■ **Extract**
_ _ _ _ _
It’s important to recall the many ways an aggressive drug war pushes down on civil liberties, and, over time, habituates people to some form of police state.

The war on terror Since 9-11 the Philippines have played an important yet underappreciated role in what the Pentagon used to call the Grand War on Terror.  Actually, there are also key incidents during the preceding decade, like the immensely ambitious Operation Bojinka in 1995 (imagine if that had come off!).  This provides important context for Etter’s story.  She mentions, for example, how just a few months ago a Philippine city experienced an actual pitched battle between Islamicists and state security forces.

Again, as with the war on drugs, prosecuting such a conflict is usually bad for civil liberties.  Did it help prepare the ground for Duterte’s use of digital tools?

The government’s role All of the preceding points refer to the Duterte administration’s active participation in these activities.  As one commentator observed on MetaFilter,

after the fall of Usenet, it was glaringly obvious how online communities can be gamed by bad actors. What’s new is state-sponsored bad actors working hand in glove with private, centralized services. The same utopians, crytpo-kids and FOSS zealots in particular, have been warning about the flip side of the coin for just as long, if not longer.
_ _ _ _ _
■ **Data**
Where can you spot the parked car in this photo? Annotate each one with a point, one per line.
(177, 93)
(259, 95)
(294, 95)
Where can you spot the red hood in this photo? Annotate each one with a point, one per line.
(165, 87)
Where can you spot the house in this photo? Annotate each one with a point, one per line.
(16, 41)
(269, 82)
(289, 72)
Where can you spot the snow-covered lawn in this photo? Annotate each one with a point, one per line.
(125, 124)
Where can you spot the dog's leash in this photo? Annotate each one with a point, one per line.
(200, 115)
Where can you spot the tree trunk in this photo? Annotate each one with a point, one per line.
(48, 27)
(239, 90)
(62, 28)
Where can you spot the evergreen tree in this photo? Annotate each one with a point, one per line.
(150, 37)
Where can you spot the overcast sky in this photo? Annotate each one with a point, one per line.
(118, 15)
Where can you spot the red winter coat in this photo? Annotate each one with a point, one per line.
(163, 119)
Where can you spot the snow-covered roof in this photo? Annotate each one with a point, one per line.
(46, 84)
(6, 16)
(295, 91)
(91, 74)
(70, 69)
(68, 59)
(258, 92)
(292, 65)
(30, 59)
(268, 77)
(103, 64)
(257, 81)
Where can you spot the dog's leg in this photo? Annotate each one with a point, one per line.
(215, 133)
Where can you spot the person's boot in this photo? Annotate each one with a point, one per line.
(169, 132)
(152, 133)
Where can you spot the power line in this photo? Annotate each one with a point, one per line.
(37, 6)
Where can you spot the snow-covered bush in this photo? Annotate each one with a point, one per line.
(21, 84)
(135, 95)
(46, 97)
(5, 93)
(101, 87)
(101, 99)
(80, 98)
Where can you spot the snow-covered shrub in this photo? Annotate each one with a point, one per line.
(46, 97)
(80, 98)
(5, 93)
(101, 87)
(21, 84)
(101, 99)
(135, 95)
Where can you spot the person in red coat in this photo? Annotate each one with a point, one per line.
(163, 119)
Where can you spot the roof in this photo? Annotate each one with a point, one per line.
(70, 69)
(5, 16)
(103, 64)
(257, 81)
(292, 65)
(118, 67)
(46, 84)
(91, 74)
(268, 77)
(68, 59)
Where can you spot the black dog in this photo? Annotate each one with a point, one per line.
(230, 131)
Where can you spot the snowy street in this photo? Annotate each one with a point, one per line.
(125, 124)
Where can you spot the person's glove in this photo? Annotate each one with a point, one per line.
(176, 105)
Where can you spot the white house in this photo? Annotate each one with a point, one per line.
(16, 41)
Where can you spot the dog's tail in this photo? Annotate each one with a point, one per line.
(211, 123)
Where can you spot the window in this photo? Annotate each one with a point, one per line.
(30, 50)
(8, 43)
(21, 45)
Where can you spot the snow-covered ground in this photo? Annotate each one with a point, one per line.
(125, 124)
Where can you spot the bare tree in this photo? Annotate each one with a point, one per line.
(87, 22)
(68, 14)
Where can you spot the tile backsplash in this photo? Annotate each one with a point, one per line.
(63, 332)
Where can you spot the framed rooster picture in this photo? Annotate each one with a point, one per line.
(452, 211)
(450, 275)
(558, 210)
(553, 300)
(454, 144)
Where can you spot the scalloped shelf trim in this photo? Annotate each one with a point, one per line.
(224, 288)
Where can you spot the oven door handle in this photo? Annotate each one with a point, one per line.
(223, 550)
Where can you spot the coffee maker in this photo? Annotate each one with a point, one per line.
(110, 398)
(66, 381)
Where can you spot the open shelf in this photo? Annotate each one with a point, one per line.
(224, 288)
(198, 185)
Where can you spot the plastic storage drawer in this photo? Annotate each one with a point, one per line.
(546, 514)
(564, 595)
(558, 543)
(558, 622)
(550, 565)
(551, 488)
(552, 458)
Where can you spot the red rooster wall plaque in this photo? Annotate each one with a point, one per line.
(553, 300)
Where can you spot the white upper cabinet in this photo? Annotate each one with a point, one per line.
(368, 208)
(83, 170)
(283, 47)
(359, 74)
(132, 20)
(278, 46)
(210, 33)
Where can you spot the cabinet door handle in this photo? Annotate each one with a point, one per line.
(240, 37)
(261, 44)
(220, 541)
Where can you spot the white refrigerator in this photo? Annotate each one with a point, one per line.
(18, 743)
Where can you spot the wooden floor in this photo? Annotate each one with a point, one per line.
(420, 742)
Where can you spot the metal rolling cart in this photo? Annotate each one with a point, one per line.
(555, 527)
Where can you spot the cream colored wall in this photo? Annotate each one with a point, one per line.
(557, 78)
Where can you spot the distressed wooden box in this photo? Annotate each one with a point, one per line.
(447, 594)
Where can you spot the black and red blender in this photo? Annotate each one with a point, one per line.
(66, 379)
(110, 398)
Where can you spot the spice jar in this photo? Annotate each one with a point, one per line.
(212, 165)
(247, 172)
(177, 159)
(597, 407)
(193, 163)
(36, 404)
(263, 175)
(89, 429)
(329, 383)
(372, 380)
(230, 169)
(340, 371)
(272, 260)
_ _ _ _ _
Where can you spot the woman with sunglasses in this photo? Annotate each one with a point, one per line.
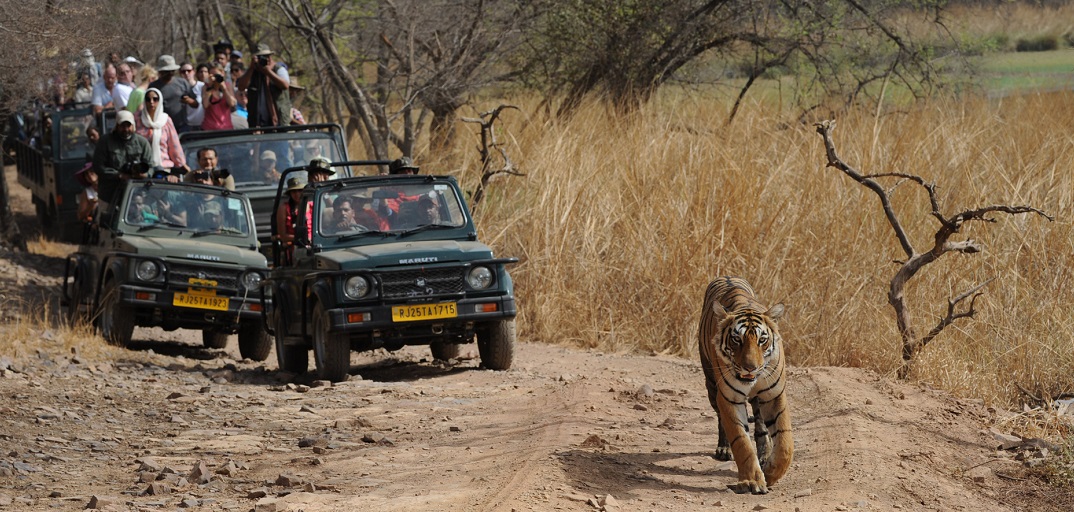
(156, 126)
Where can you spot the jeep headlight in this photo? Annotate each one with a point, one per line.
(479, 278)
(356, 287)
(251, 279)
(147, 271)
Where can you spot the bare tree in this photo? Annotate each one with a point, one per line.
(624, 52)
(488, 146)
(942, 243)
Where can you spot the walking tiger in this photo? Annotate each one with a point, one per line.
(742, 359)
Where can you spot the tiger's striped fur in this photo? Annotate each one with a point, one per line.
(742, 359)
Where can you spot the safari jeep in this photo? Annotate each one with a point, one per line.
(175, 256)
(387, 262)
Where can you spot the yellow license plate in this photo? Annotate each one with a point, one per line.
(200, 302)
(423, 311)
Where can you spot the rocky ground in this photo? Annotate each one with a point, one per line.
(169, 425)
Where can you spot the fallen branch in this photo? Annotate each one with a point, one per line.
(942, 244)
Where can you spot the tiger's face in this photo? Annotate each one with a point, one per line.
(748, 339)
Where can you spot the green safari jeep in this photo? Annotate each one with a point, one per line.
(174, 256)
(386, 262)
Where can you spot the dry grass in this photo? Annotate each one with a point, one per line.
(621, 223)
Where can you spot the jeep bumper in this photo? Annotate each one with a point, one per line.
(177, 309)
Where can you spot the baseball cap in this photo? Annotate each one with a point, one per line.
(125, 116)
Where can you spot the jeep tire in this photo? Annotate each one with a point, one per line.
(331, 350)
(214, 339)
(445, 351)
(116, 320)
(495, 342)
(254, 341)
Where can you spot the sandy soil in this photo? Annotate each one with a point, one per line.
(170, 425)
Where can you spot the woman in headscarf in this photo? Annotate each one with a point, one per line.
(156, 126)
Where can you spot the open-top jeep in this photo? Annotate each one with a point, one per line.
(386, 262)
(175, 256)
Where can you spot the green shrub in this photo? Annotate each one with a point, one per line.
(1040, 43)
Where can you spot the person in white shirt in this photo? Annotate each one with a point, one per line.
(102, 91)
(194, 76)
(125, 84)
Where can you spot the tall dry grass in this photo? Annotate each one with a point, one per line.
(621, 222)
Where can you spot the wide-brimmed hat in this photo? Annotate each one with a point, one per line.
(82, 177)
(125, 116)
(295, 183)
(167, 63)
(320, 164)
_ _ _ _ _
■ **Tasks**
1. In the passage on the Philippines, what operation from 1995 is described as immensely ambitious?
2. Return each line of the records that contains the word "door", treating uppercase and lowercase as distinct.
The text and the records were drawn from unrelated sources.

■ **Responses**
1. Operation Bojinka

2.
Where can you spot the oven door handle in this photo? Annotate each one with a point, one per line.
Where can you spot the cabinet door handle in this photo? Annotate each one with a point, one per line.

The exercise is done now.